## DOCUMENT SECTION
** Start **

Mr. James C. Orr argued the cause for appellant (Messrs. Lum, Biunno & Tompkins, attorneys; Ms. Claire T. Barile on the brief).

Mr. Everett M. Scherer argued the cause for respondent (Messrs. Riker, Danzig, Scherer & Debevoise, attorneys).

The opinion of the court was delivered by

Larner, J. A. D.

In this matrimonial action the wife appeals from the order of equitable distribution and the alimony award.

The parties were married in 1942 and had three children, all of whom were over 21 and emancipated as of the time of decision below. The marriage was apparently a harmonious one until their separation in 1969. Plaintiff filed her complaint for divorce in late 1971 alleging desertion, and defendant filed a counterclaim based on 18 months’ separation. The trial judge granted each litigant a divorce on the respective grounds asserted by them in a judgment dated December 5, 1972. Issues of equitable distribution and support were reserved and ultimately were heard in a series of hearings between January and October of 1975. The court’s decision was rendered in a letter opinion dated March 25, 1976, wherein the marital assets were distributed by allocating to the wife a new automobile and two parcels of real estate consisting of the marital home in Livingston and a summer home in Point Pleasant, and awarding all other assets to the husband. The judgment additionally provided for a weekly alim-ony of $275.

Plaintiff attacks the propriety of the equitable distribution order on two grounds: (1) the judge erred in arriving *290at the valuation of some of the assets, and (2) the division of the same was disproportionate and inequitable. There is no dispute on appeal as to the assets which are eligible for distribution. She also contends that the alimony award is inadequate.

** End **

## DIRECTIVE 1
Count the lines of the records that contain the string "rock", and give only that number.
The court opinion and the records come from unrelated sources.

## DATA PROVIDED
** Start **

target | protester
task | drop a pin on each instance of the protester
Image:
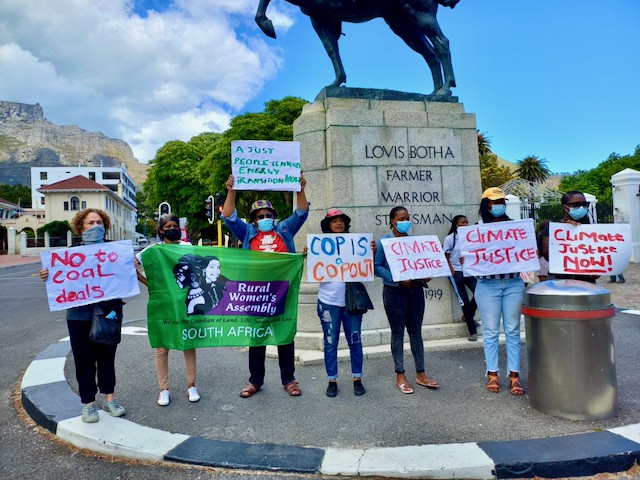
(451, 248)
(169, 233)
(90, 358)
(404, 305)
(333, 312)
(500, 295)
(262, 234)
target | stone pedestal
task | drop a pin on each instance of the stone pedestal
(367, 155)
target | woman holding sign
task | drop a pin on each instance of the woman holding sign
(169, 233)
(333, 313)
(263, 234)
(500, 296)
(404, 306)
(90, 358)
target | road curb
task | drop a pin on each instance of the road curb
(49, 400)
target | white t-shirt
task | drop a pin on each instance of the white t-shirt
(453, 251)
(332, 293)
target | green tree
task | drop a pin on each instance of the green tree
(533, 169)
(18, 194)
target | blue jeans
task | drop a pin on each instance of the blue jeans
(331, 317)
(500, 297)
(405, 309)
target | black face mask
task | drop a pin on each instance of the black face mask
(172, 234)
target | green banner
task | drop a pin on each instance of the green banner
(220, 297)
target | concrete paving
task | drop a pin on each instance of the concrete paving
(458, 431)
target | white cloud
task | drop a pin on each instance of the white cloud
(169, 75)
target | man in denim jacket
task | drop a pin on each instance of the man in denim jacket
(261, 234)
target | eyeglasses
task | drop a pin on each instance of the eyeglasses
(578, 204)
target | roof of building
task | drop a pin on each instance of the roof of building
(74, 184)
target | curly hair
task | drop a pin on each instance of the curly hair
(78, 219)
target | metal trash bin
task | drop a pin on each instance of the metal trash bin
(572, 370)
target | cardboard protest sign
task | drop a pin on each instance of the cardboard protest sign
(500, 247)
(89, 274)
(343, 257)
(415, 258)
(215, 296)
(265, 165)
(599, 249)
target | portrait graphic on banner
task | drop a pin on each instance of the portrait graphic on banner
(500, 247)
(598, 249)
(89, 274)
(265, 165)
(415, 257)
(214, 296)
(346, 257)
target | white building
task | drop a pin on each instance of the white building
(110, 177)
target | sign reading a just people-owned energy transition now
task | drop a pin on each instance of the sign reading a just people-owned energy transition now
(265, 165)
(89, 274)
(211, 296)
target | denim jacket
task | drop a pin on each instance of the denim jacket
(285, 228)
(381, 266)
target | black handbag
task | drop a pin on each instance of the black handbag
(357, 299)
(106, 323)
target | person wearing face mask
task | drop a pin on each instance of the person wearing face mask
(500, 297)
(404, 305)
(576, 212)
(262, 234)
(169, 233)
(91, 359)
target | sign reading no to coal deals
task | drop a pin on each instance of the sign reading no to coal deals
(265, 165)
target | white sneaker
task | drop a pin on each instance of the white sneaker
(163, 399)
(193, 394)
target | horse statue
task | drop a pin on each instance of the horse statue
(414, 21)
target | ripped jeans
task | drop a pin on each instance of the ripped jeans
(331, 317)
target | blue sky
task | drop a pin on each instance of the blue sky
(560, 80)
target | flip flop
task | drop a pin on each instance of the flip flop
(405, 388)
(429, 384)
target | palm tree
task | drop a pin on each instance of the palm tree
(533, 169)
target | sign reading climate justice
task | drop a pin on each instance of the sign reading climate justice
(415, 258)
(500, 247)
(343, 258)
(600, 249)
(265, 165)
(89, 274)
(215, 296)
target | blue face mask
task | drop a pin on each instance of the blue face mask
(93, 235)
(403, 226)
(578, 213)
(498, 210)
(265, 225)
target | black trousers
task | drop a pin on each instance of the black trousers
(91, 359)
(286, 360)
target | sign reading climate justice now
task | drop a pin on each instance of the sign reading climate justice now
(343, 257)
(215, 296)
(500, 247)
(89, 274)
(265, 165)
(415, 258)
(599, 249)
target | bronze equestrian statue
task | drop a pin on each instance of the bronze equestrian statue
(412, 20)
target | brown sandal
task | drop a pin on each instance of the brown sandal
(292, 389)
(493, 385)
(514, 385)
(249, 390)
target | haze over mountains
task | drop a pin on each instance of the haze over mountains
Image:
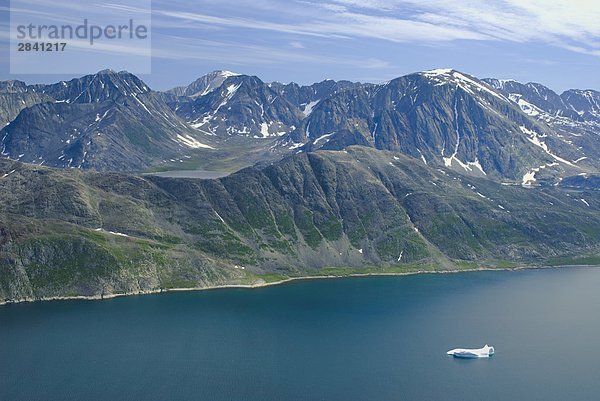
(113, 121)
(433, 170)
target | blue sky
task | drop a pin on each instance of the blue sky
(556, 43)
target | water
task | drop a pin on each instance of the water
(379, 338)
(203, 174)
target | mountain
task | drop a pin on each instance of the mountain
(306, 97)
(85, 233)
(445, 118)
(105, 121)
(226, 104)
(203, 85)
(573, 117)
(16, 96)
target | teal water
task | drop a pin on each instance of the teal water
(377, 338)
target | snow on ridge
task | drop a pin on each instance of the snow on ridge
(445, 75)
(437, 71)
(309, 106)
(323, 137)
(227, 74)
(534, 138)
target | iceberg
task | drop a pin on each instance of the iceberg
(484, 352)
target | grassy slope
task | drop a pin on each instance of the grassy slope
(329, 213)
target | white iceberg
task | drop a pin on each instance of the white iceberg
(484, 352)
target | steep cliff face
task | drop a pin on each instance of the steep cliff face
(446, 118)
(67, 232)
(105, 121)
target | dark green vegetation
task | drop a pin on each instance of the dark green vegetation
(323, 213)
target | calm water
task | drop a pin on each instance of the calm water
(381, 338)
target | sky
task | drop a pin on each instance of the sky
(556, 43)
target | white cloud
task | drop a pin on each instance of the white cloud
(572, 25)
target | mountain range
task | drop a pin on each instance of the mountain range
(430, 171)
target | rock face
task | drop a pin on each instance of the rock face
(226, 104)
(445, 117)
(106, 121)
(70, 232)
(434, 170)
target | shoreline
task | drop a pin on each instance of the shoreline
(280, 282)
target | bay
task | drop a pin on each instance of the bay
(368, 338)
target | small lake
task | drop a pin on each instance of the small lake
(203, 174)
(374, 338)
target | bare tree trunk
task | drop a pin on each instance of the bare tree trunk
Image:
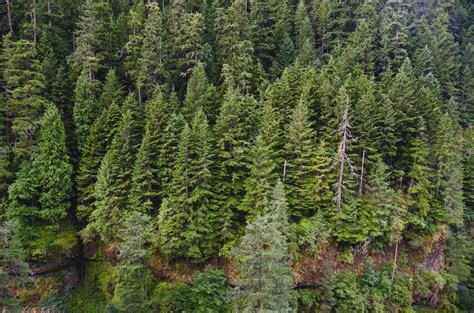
(395, 261)
(361, 182)
(50, 23)
(33, 16)
(344, 129)
(9, 15)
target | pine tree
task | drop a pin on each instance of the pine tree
(258, 184)
(112, 92)
(13, 267)
(449, 169)
(86, 107)
(169, 151)
(231, 144)
(42, 191)
(145, 180)
(189, 43)
(200, 94)
(100, 137)
(86, 57)
(264, 264)
(299, 156)
(114, 176)
(151, 61)
(420, 186)
(24, 85)
(133, 49)
(190, 211)
(236, 48)
(324, 178)
(394, 31)
(262, 17)
(132, 274)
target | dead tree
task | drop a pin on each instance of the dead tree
(344, 130)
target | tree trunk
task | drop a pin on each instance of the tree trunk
(395, 261)
(361, 182)
(9, 15)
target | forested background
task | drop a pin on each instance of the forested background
(237, 155)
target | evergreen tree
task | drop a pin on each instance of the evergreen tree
(420, 187)
(262, 19)
(112, 92)
(132, 274)
(100, 137)
(24, 84)
(394, 31)
(190, 214)
(42, 191)
(299, 156)
(231, 144)
(264, 265)
(189, 43)
(13, 267)
(90, 25)
(114, 176)
(86, 107)
(200, 94)
(168, 152)
(145, 180)
(152, 59)
(258, 184)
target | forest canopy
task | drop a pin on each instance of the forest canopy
(237, 155)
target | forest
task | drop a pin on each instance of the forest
(236, 156)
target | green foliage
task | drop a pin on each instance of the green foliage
(171, 297)
(209, 291)
(264, 263)
(42, 190)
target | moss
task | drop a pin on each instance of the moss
(103, 275)
(44, 242)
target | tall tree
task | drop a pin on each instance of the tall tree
(86, 107)
(42, 191)
(24, 84)
(114, 176)
(299, 152)
(132, 274)
(264, 262)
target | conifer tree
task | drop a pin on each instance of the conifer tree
(231, 144)
(299, 156)
(420, 187)
(112, 90)
(190, 211)
(86, 107)
(114, 176)
(394, 31)
(262, 18)
(258, 185)
(322, 181)
(133, 48)
(449, 169)
(200, 94)
(100, 137)
(85, 57)
(189, 43)
(145, 180)
(264, 263)
(132, 273)
(13, 267)
(168, 152)
(24, 84)
(42, 191)
(152, 59)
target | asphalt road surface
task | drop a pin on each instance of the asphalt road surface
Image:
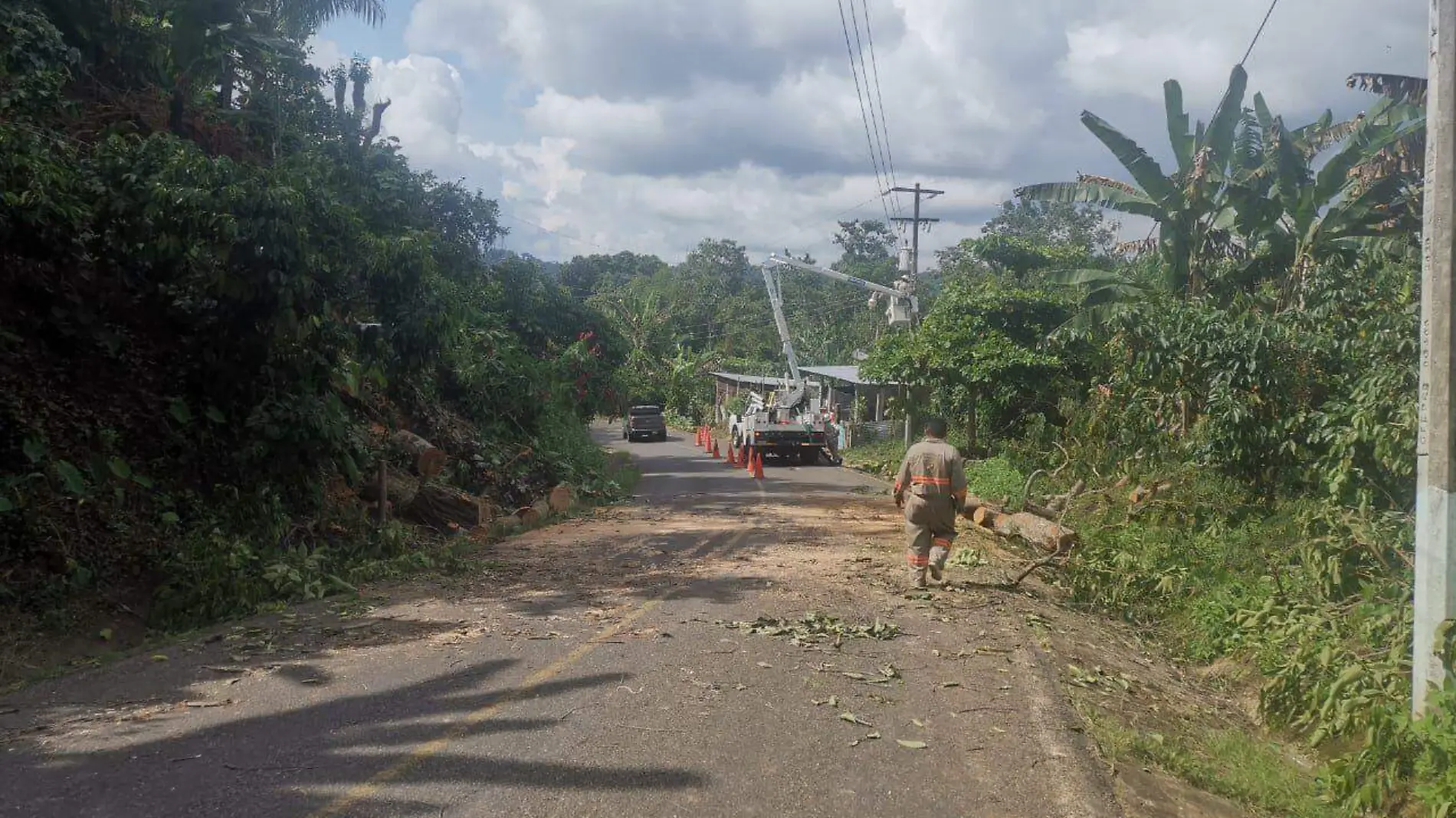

** End **

## DIRECTIVE 2
Revise the court opinion from "Mr. Everett M." up to and including "the alimony award.", putting "divorce proceeding" in place of "matrimonial action".

## TASK OUTPUT 1
2

## TASK OUTPUT 2
Mr. Everett M. Scherer argued the cause for respondent (Messrs. Riker, Danzig, Scherer & Debevoise, attorneys).

The opinion of the court was delivered by

Larner, J. A. D.

In this divorce proceeding the wife appeals from the order of equitable distribution and the alimony award.